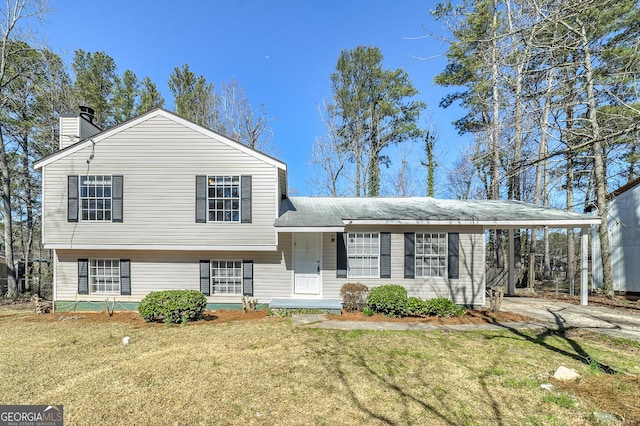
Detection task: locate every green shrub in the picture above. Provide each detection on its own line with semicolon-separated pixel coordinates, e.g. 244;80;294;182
363;306;374;316
423;297;465;318
407;296;429;316
340;283;369;312
138;290;207;323
366;285;408;317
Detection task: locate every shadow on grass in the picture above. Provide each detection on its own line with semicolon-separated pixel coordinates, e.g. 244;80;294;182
489;308;617;375
318;332;506;426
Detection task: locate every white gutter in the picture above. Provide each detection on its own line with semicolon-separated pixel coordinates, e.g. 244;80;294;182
276;226;345;233
344;219;601;227
45;244;278;251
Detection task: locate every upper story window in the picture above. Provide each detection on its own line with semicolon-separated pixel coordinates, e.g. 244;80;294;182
415;233;447;278
347;232;379;278
81;175;112;221
208;176;240;222
90;259;120;294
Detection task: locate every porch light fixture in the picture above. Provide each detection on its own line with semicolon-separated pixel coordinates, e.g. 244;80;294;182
331;234;335;242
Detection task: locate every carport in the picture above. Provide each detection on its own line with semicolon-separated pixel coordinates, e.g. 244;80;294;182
475;201;601;305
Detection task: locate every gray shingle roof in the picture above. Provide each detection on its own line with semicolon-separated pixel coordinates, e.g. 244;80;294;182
275;197;599;229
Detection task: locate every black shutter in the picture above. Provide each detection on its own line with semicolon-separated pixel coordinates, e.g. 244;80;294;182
200;260;210;295
112;175;124;222
404;233;415;279
68;176;79;222
336;232;347;278
78;259;89;294
242;260;253;296
241;175;252;223
448;233;460;279
196;176;207;223
120;259;131;295
380;232;391;279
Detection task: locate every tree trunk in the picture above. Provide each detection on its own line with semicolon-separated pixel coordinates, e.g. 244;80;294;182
367;118;380;197
22;133;34;294
490;0;503;269
580;20;614;297
0;127;17;299
564;77;576;286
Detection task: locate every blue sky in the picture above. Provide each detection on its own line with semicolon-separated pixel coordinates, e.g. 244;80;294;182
42;0;470;195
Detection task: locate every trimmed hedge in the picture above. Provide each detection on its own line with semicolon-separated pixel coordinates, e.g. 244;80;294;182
340;283;369;312
367;286;465;318
366;284;408;317
423;297;465;318
407;296;429;316
138;290;207;323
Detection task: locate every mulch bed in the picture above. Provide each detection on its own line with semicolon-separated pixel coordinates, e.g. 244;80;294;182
327;309;532;325
13;306;531;327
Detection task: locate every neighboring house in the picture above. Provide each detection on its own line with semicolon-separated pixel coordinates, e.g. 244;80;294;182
592;177;640;293
34;108;600;311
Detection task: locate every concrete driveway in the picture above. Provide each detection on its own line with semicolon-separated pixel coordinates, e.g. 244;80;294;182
500;297;640;342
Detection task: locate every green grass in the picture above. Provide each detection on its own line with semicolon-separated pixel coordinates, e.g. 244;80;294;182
542;393;577;409
0;309;639;425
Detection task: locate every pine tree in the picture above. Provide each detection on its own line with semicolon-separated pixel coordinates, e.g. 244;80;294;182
330;46;424;196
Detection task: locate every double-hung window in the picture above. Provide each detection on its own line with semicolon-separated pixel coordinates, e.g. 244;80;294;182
90;259;120;294
415;233;447;278
208;176;240;222
347;232;379;277
211;260;242;295
81;175;112;221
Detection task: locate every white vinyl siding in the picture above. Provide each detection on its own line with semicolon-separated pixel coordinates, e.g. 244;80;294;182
322;227;486;306
211;260;242;294
55;248;292;304
90;259;120;294
42;114;279;248
415;233;447;278
347;232;379;278
53;228;485;306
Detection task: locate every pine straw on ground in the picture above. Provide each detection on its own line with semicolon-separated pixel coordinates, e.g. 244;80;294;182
20;307;529;327
1;308;638;425
521;286;640;313
328;308;532;324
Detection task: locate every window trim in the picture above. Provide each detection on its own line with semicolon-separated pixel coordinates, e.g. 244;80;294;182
89;258;121;294
346;232;380;279
414;232;448;278
210;260;243;295
80;175;113;222
207;175;241;223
◆ ◆ ◆ ◆
**REQUIREMENT**: Repeat the listing in full and exactly. Do not include any images.

**ANSWER SECTION**:
Detection task: locate every green shrub in the picture above. Provide each detection on its own line with semicolon-separated pixel coordinates, e.g. 244;80;294;182
363;306;374;316
423;297;465;318
407;296;429;316
340;283;369;312
138;290;207;323
366;285;408;317
Detection task: locate every shadow on grass in the picture above. Provide each detection on its own line with semicolon-separated pixel coordinates, e.g. 244;80;294;182
489;308;617;375
318;332;506;426
Detection task: locate every white gutter in the picture above. Provide each detection on its own line with semicolon-separated pixel coordinates, e.g. 244;80;294;182
276;226;345;233
344;219;601;227
45;244;278;251
Detection task: locate every upper story window in the picture above. Provide each detection on its own line with semicolon-separated pixel coordinates, e.g. 244;80;294;182
415;233;447;278
347;232;379;278
81;175;112;221
208;176;240;222
90;259;120;294
Detection task: locate every porch light fixture in the picture above. Provide each detection on its own line with semicolon-separated pixel coordinates, e.g. 244;80;294;182
331;234;335;242
Detection task: locate every carport in the picture above. Provide each detection on its own line with semicolon-separated pixel coordinates, e.g. 244;80;294;182
475;201;601;305
Detection task: locate every gray shingle roof in the picture above. Provide each detection on its own line with semicolon-separated pixel coordinates, e.g. 244;80;294;182
275;197;599;229
Detection task: locate every black shutter in the picture above. Provide each detection on its own line with semicolon-separated pixel coordinates, e.g. 244;80;294;182
200;260;210;295
112;175;124;222
404;233;415;279
68;176;79;222
336;232;347;278
78;259;89;294
242;260;253;296
241;175;252;223
448;233;460;279
196;176;207;223
120;259;131;295
380;232;391;279
Detection task: locate every tree trunk in the picture above. Provide each detection on its own line with semicolon-separated pixel coordinates, e.g. 244;80;294;182
367;118;380;197
22;133;34;294
490;0;503;269
580;20;614;297
0;127;17;299
564;77;576;286
Detection task: locate every blue sky in the picture above. Provide each detection on its own line with semicolon-separated pixel coordinates, e.g. 244;80;294;182
42;0;470;195
Detection task: locate every trimmed hedge in the picture above. Provide each detection on its own line with semicolon-separated pixel coordinates, e.g. 244;80;294;182
340;283;369;312
367;286;465;318
366;284;408;317
423;297;465;318
407;296;429;316
138;290;207;323
Detection task: locate every mulch bed in the picture above. Provide each detection on its own line with semicolon-separated pixel coordinates, e.g. 244;80;294;182
327;309;532;325
13;306;531;327
Detection task: locate every neighboring house in the picture above. Provide each detection on its own line with semicolon-separated pixel coordinates, e.g. 244;80;294;182
592;177;640;293
34;108;600;311
Detection task: locate every concrete driveway in the picture above. Provide each detection on its own line with semicolon-separated pixel coordinates, e.g. 244;80;294;182
500;297;640;342
Detection task: locate every green grass in the picture above. Provide each detection on its own line with semicolon-separated pixel coordinates, e.g. 244;80;294;182
542;393;577;409
0;309;639;425
Detection task: locate every pine tree in the picture above. Provide each detection on its own line with semicolon-separated pixel coordinates, e.g. 244;80;294;182
330;46;424;196
Detection task: locate every double-hung window in the picture above. Provide each detection on its own line with semicolon-separated pixel coordinates, e.g. 244;80;294;182
90;259;120;294
415;233;447;278
208;176;240;222
347;232;379;277
211;260;242;295
81;175;112;221
Detection task: locate every white vinyl siding in the picture above. Provide each detection on its own line with semicolon-separated pixel coordinates, e.g. 244;80;294;182
322;227;486;306
211;260;242;294
55;248;292;304
90;259;120;294
42;114;279;248
415;233;447;278
347;232;379;278
53;228;485;306
Detection task: locate every pine straw on ground in the picture above. Provide each detection on its own line with semicolon-separated pixel coordinates, e.g. 244;80;294;182
20;307;529;327
1;308;638;425
521;286;640;313
328;308;532;324
Detection task: locate every window trim in the picture above. Provide each detection on its own line with semicolon-separated pixel coordinates, e.g. 244;80;294;182
89;258;121;294
346;232;380;279
414;232;448;278
210;260;243;295
80;175;113;222
207;175;241;223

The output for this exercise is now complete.